(Named-object pointing items)
▬▬▬▬▬▬▬▬▬▬

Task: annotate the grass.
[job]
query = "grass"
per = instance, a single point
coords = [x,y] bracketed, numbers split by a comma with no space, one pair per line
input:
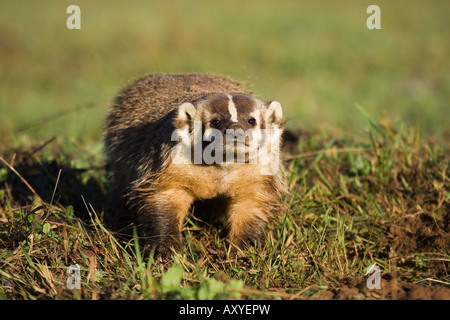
[368,170]
[349,208]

▬▬▬▬▬▬▬▬▬▬

GIVEN PROBLEM. Copy out all the items above with their requests, rescaling every answer coordinate by 0.8 and rounding to whole numbers, with halves rounded up. Omit the pictures.

ANSWER FOR THIS EXERCISE.
Task: annotate the grass.
[job]
query = "grass"
per = instance, a single point
coords = [x,y] bracketed, numbers split by a comma with no space, one pair per line
input:
[294,136]
[279,166]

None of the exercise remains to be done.